[Annotated photo localization data]

^^^^^^^^^^^^^^^^

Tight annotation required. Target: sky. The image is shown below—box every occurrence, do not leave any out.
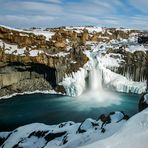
[0,0,148,29]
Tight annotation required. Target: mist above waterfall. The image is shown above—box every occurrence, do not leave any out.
[76,50,122,107]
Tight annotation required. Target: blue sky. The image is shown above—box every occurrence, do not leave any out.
[0,0,147,29]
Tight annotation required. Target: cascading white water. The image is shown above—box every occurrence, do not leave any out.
[89,64,102,91]
[87,48,104,92]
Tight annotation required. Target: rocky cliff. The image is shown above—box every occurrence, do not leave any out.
[0,26,89,97]
[0,25,147,97]
[106,47,148,82]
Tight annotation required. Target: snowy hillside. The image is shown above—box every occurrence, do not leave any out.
[0,111,129,148]
[81,108,148,148]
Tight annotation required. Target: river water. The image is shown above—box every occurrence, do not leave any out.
[0,92,140,131]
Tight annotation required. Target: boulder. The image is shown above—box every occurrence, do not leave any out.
[54,41,66,48]
[139,93,148,112]
[109,111,129,123]
[77,118,99,133]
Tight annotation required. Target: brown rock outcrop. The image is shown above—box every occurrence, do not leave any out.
[0,26,89,97]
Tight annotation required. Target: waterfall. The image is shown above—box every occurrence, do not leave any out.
[89,65,102,91]
[61,46,146,96]
[88,49,103,91]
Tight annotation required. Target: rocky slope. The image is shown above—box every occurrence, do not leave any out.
[0,25,147,97]
[0,111,129,148]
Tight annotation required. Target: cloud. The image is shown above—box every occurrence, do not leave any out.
[99,15,148,29]
[0,15,56,28]
[0,0,147,29]
[129,0,148,14]
[65,0,117,16]
[42,0,62,3]
[2,1,63,15]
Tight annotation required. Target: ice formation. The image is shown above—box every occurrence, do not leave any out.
[61,43,146,96]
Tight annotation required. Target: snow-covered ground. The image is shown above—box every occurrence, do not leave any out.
[125,44,147,53]
[0,111,128,148]
[0,90,62,100]
[26,29,55,40]
[0,25,55,40]
[65,26,103,33]
[81,108,148,148]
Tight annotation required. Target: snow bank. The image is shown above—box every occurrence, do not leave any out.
[102,67,146,94]
[110,111,125,123]
[101,53,124,68]
[0,25,24,32]
[0,90,61,100]
[27,29,55,40]
[81,108,148,148]
[66,26,102,33]
[85,27,102,33]
[46,52,70,57]
[0,25,55,40]
[125,45,146,53]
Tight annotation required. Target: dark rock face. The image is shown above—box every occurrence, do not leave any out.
[0,138,5,146]
[28,130,67,142]
[0,63,57,97]
[138,35,148,44]
[44,131,67,142]
[106,48,148,82]
[139,93,148,112]
[30,63,57,87]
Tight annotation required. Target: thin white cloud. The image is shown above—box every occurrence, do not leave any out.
[3,1,63,15]
[0,15,56,28]
[65,0,117,16]
[99,15,148,29]
[129,0,148,13]
[42,0,62,3]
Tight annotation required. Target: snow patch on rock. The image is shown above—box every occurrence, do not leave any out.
[0,40,26,56]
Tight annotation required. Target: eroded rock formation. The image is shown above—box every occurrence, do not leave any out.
[0,26,89,97]
[0,25,147,97]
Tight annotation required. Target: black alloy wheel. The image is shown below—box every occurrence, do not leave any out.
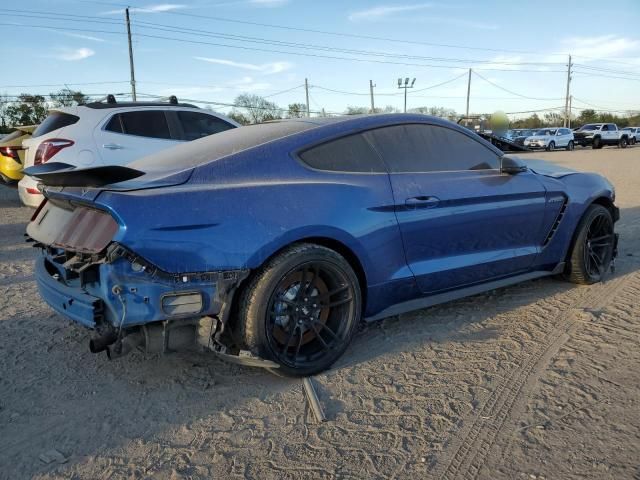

^^^^^^^^^^^^^^^^

### Task description
Every line of the records above must reappear exactly, though the pictures must not.

### Task output
Tight annotation required. Target: sky. The image is shown below—box every occurrence, do not leave any out.
[0,0,148,29]
Tight annotation required. Target: mist above waterfall. The image is shown above—box every occurrence, do not leave any out.
[76,50,122,107]
Tight annotation required. Target: blue sky. The image is shown above—box every occurrence, do not leave any out.
[0,0,147,29]
Tight annotation required. Target: cascading white water. The image is shown above—box every occurrence, do not leave any out.
[89,64,102,91]
[87,48,104,92]
Tight annotation required. Target: rocky cliff. The image is shown above—box every occurrence, do not leave any out.
[0,26,89,97]
[0,25,147,97]
[106,47,148,82]
Tight annotation required. Target: snowy hillside. The image is shown above—box every occurrence, do not leave any out.
[0,111,129,148]
[81,108,148,148]
Tight annotation required. Target: river water. The image is shown above—box every occurrence, do not leave any out.
[0,92,140,131]
Tight annotation required. Target: boulder. The image is shown above—box every occurrence, do not leave any out.
[54,41,66,48]
[139,93,148,112]
[109,111,129,123]
[77,118,99,133]
Tight annotation required. Target: brown rock outcrop. The image is shown above—box every occurrence, do not leave any out.
[0,26,89,97]
Tight annotation required. Target: waterfall. The image is shown above—box every occurrence, do not leave any out.
[89,65,102,91]
[61,46,146,96]
[88,49,103,91]
Tight annotation required. Target: rocky slope. The image is shown above—box every occurrence, do not leave any out.
[0,25,147,97]
[0,111,129,148]
Tight annotation required. Target: cloud. The image is shown above—box every occurrence, do not leave any out.
[99,15,148,29]
[0,15,56,28]
[0,0,147,29]
[129,0,148,14]
[65,0,117,16]
[42,0,62,3]
[2,1,63,15]
Tight annotation required. Target: ice formation. The image is shown above—box every occurrence, do not leave any out.
[61,43,146,96]
Tight annotation required. Target: snow-covered ground. The image is shown above—box every occurrence, do not leave any out.
[125,44,147,53]
[0,111,128,148]
[0,90,62,100]
[26,29,55,40]
[0,25,55,40]
[65,26,103,33]
[81,108,148,148]
Tight annotation required. Target: snow bank. The image is shown above—box every occurrence, do not leave any out.
[102,67,146,94]
[110,111,125,123]
[101,53,124,68]
[0,25,24,32]
[0,90,61,100]
[27,29,55,40]
[81,108,148,148]
[66,26,102,33]
[85,27,102,33]
[46,52,70,57]
[0,25,55,40]
[125,45,146,53]
Tight annotation required. Target: dark rock face. The image is shown above—box every occurrence, do not leave any out.
[0,138,5,146]
[28,130,67,142]
[0,63,57,97]
[138,35,148,44]
[44,131,67,142]
[106,48,148,82]
[139,93,148,112]
[30,63,57,87]
Tight annotation required. Target: thin white cloud. The image is shown above—box every occurrence, do not leave any out.
[3,1,63,15]
[0,15,56,28]
[65,0,117,16]
[99,15,148,29]
[129,0,148,13]
[42,0,62,3]
Tight annotation required. Target: snow patch on rock. The image is shown above—box every occurrence, do not leave any out.
[0,40,26,56]
Tight annotation required. Target: eroded rock formation. The image is shown above—box every occurrence, do not leave any out.
[0,26,89,97]
[0,25,147,97]
Tight annotation required. Target: black alloy wheel. The image is shown below—box every occurrence, do not leave any out.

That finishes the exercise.